**PROBLEMA PLANTEADO 1**
En el texto sobre Buxtehude, ¿cuántos años ocupó el puesto de organista de la iglesia de Santa María de Lübeck?
**PROBLEMA PLANTEADO 2**
Prolonga el texto sobre Buxtehude a partir de su última oración.

**PASAJE DEL DOCUMENTO**
Dietrich Buxtehude, maestro de Bach
Una semblanza de uno de los maestros decisivo en la
formación de Johann Sebastian Bach.
Pablo Mendieta Paz
El 21 de marzo pasado se recordó el nacimiento de Johann
Sebastian Bach, ejemplo perfecto del genio musical. Creador de obras de pujanza
y grandeza supremas, cabe, por lo mismo, proyectar una sucinta apología de
quien, a través de su música, fuera en cierto modo su maestro: Dietrich
Buxtehude, un nombre apenas oído en nuestro medio, aunque vital en la historia
de la música.
Buxtehude nació en 1637 en Helsinborg, región sueca del
Sund, y se educó en Helsingor, en la parte danesa. Fue sucesor y yerno de Franz
Tunder (1614-1667), aventajado alumno de Frescobaldi y pionero en el arte de
tratar las voces como instrumentos de orquesta, práctica que Bach haría
posteriormente. A la muerte de Tunder, Buxtehude ocupó su puesto -que ejercería
por espacio de 39 años- como organista de la iglesia de Santa María de Lübeck,
una de las más importantes plazas de la música alemana de aquella época.
Fue precisamente en esta iglesia donde Buxtehude creó y organizó
los famosos conciertos de adviento, denominados “Conciertos de la tarde” (Abendmusik), es decir los primeros
conciertos de música religiosa que se ejecutaban durante los cinco domingos que
precedían a la Navidad. Estas audiciones gozaron por mucho tiempo de enorme
popularidad, al extremo de que Bach recorrió a pie una distancia de algo más de
400 kilómetros, desde Arnstadt hasta Lübeck, para acudir al llamado del
virtuosismo del maestro Buxtehude.
En aquel entonces, siglo XVII, la música alemana se
desarrollaba bajo dos formas características: coral, o himno protestante, cuyas
melodías cantadas eran acompañadas por órgano, y el estilo concertante. Como
resultado de una evolución natural de la música, enlazada al desarrollo
creativo de los grandes maestros de la época ambas formas, coral y concertante,
en determinado momento se asociaron.

**SEGMENTO DE DATOS**
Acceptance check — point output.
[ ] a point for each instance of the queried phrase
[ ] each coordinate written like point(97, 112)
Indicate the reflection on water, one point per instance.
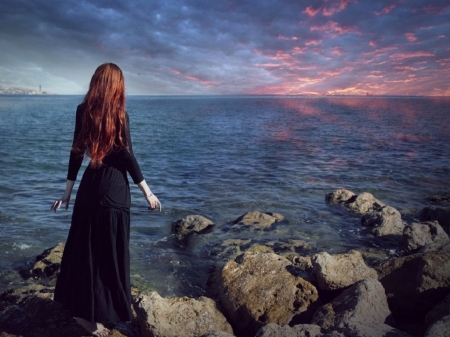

**RESULTADO DE LA TAREA 1**
Lo ocupó por espacio de 39 años.

**RESULTADO DE LA TAREA 2**
Esta reunión de elementos formales encontró en Bach a su más
inspirado adepto, pues él reparó en que dicho vínculo formal contribuiría a que
la música pudiera llegar al oyente no solo con sonidos de mayor y más honda
construcción, sino que fueran, asimismo, placenteros en su audición; una
reflexión de la cual -valga la digresión- podría haber encontrado eco más
adelante en el polímata Rousseau, quien, en su faceta de músico, acuñaría la
célebre definición que influiría en todo el pensamiento ulterior: “La música es
el arte de acomodar los sonidos de manera agradable al oído”.
Pero ciertamente que el tránsito a tal fusión formal, y la
adhesión de Bach a ella, difícilmente habrían sido posibles si la música
alemana para órgano no hubiera sido precursora, decisiva y de alta perfección, merced
a sus valiosos creadores e intérpretes dirigidos por Buxtehude. Ahí radica,
esencialmente, la marcada y notable influencia de este músico en el genio de
Eisenach.
Sin embargo, es preciso señalar que Buxtehude debió su
virtuosismo y sabiduría a la enseñanza de Jan Pieters Sweelinck (1562-1621),
artista flamenco oriundo de Ámsterdam, verdadero creador de la fuga para
órgano. Como discípulo de la segunda generación de su escuela, Buxtehude
asimiló profundamente la obra de Sweelinck hasta el punto de ir más allá y
perfeccionar a tal grado el arte organístico que mereció el título de “el
virtuoso más completo de este género instrumental”.
A propósito, Philip Spitta, musicólogo alemán del siglo XIX,
y editor de las obras de Buxtehude, se refiere a que “el arte del órgano, desde
el punto de vista técnico, se hallaba tan avanzado en la época de esplendor de
Dietrich Buxtehude, que gracias a él Bach pudo abrir un nuevo cauce, un nuevo
rumbo en la música”. Prueba fehaciente de ello, en efecto, es el tratamiento
del coral de Año Nuevo, Mit Fried und
Freud ich fahr dahin, BuxWV76, en el que Buxtehude expone el más alto
contrapunto imaginable, del que Bach rescató ciertos elementos fundamentales al
momento de componer su Arte de la fuga (en
la fuga en la menor imita de modo calcado, y en igual tono, el desarrollo de
una fuga de Buxtehude).
Más aún. La prodigiosa música de este compositor se
amplifica y repercute también en otros creadores. Su Preludio en sol menor, BuxWV 149, integrado por un conjunto de19
preludios, contiene un tema que, al margen de escucharse en la segunda parte
del clave bien temperado del propio Bach, es asimismo audible en el Réquiem de Pierre Loti, en el Joseph de Haendel y en el Réquiem de Mozart.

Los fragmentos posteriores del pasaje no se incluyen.